Please copy the Barclays article starting with "Barclays added that" and going on through "a year earlier.", switching "core tier one ratio" to "capital ratio".
------ PAGE EXTRACT ------
Of this around 80% or £2.1 billion was paid out in bonuses to investment bankers, although Barclays has "managed down" the pay pot to reflect the £225 million paid to the Treasury under the bonus tax introduced at the end of last year.



Mr Varley said the bank had "got to be sensitive" about what it paid when public sector workers were facing salary freezes due to recession, but it had a responsibility to investors and clients to "field the best team".



"The market for the best people is both global and intensely competitive," he added.



Alongside the gesture of Mr Varley and Mr Diamond, all bonuses for other top directors will be deferred over three years and subject to clawback. Pay principles from the Financial Services Authority (FSA) and G20 summit have also been implemented.



Royal Bank of Scotland - which is 84% owned by the taxpayer - is likely to use Barclays' payouts to gauge the level of its own bonuses to investment bankers, to be unveiled at annual results next week.



A reported £1.3 billion payout will be hugely controversial amid a second year in a row of huge losses for the struggling bank.



TUC general secretary Brendan Barber said the Barclays profits showed that banks "win in both good times and bad" and called again for a "Robin Hood" tax on financial transactions.



He said: "Paying huge bonuses when people are still losing their jobs and businesses cannot get the loans they need because of a crash made in the finance sector goes against every concept of fairness."



Barclays turned to the Middle East instead of the taxpayer to raise emergency capital at the height of the crisis but gained from support measures for the system as a whole.



"It is not good enough for Barclays to say that they did not receive direct aid. All the banks have gained because it's now clear that whatever they do the State will bail them out," Mr Barber said.



But Barclays stressed it had lent an extra £35 billion during 2009 - far beyond its £11 billion pledge last April - to support the UK economy as it claws its way out of recession. This was split broadly between households and businesses.



Chairman Marcus Agius said the bank would be judged by "how we lend and how we pay".



He added: "We know that the impact of the credit crunch and of the subsequent recession has made the lives of millions of citizens and thousands of businesses more difficult. We know that it's our obligation to provide support in ways that are responsible."



Shares in Barclays jumped as much as 9% following the better-than-expected performance.



Profits were boosted by a £6.3 billion one-off gain from its sale of fund management arm Barclays Global Investors to US giant BlackRock, as well as a near-doubling of pre-tax profits at BarCap to £2.5 billion.



At BarCap, business has boomed after it bought parts of the failed US bank Lehman Brothers. Fewer competitors and fundraising by governments and companies across the world also boosted trading.



This more than offset other parts of the business hit by recession. Its UK retail banking arm, which has almost 1,700 branches across the country, saw profits fall by more than half to £612 million in the tough economic conditions.



Its UK commercial banking division also saw profits fall 41% due to rising defaults and falling asset values, while Barclaycard profits edged 4% lower to £761 million.



But across the group Barclays' bad debts were lower than expected at £8.1 billion, with impairment levels in the second half of the year 23% below the first six months of 2009.



The group is planning for a "moderate decline" in bad debt charges during 2010 with the exception of certain areas such as commercial lending, and said it had enjoyed a "good start" to the year so far.



Barclays added that its core tier one ratio - a key measure of the bank's capital strength - had almost doubled to 10% compared with 5.6% a year earlier.



The bank, which declined to participate in a taxpayer-backed insurance scheme for toxic debts, passed FSA stress tests on its financial strength last March.



Credit Suisse analyst Jonathan Pierce highlighted the lower-than-expected bad debts at the bank and said Barclays was "a clear relative preference among the UK domestic banks".



He added: "This is a good set of numbers from Barclays that should reassure the market on several fronts."
------ EXTRACTED ENTRIES ------
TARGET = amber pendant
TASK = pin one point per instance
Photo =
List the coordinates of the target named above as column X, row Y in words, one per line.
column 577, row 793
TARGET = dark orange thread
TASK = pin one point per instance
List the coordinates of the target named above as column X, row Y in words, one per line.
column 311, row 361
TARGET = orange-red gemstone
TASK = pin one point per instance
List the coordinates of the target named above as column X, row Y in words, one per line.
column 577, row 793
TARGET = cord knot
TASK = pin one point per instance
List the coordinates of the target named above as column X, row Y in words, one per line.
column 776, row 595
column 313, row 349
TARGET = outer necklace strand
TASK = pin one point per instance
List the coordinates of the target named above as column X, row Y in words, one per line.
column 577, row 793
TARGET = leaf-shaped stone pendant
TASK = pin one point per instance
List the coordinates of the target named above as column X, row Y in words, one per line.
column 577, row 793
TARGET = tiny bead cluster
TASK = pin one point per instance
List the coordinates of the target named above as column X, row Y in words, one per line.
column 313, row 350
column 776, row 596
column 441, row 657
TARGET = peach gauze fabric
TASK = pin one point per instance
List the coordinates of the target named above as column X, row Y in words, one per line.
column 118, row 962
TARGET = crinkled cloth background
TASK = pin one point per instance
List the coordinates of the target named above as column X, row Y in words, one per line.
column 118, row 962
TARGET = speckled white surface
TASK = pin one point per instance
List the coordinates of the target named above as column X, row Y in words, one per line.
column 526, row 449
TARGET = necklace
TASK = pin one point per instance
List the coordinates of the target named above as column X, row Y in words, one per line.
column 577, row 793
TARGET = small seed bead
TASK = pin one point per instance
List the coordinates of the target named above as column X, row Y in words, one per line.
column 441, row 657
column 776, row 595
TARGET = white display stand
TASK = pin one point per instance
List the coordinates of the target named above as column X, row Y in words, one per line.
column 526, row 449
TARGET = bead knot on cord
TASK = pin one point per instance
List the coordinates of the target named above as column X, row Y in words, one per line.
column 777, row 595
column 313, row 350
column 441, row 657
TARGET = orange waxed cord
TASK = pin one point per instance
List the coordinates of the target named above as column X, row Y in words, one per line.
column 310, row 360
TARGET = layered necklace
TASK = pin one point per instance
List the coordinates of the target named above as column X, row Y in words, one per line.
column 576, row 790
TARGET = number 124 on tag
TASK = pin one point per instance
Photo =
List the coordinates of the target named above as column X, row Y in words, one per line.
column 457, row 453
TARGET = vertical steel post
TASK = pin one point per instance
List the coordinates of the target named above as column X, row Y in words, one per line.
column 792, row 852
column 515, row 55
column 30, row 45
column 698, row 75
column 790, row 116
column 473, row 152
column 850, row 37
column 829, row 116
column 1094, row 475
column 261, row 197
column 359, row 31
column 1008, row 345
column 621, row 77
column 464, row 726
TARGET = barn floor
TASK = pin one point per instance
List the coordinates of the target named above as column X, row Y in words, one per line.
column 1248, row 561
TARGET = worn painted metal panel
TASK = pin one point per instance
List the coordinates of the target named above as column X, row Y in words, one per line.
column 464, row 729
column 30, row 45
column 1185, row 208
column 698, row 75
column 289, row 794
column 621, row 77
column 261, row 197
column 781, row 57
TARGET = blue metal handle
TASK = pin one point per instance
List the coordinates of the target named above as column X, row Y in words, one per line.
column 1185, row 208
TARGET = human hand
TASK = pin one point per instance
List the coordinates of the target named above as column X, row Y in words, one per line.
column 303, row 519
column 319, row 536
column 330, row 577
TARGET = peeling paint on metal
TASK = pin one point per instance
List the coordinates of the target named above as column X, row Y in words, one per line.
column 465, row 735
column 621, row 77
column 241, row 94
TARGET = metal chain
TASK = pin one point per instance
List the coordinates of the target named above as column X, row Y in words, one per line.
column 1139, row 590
------
» EXERCISE OUTPUT:
Barclays added that its capital ratio - a key measure of the bank's capital strength - had almost doubled to 10% compared with 5.6% a year earlier.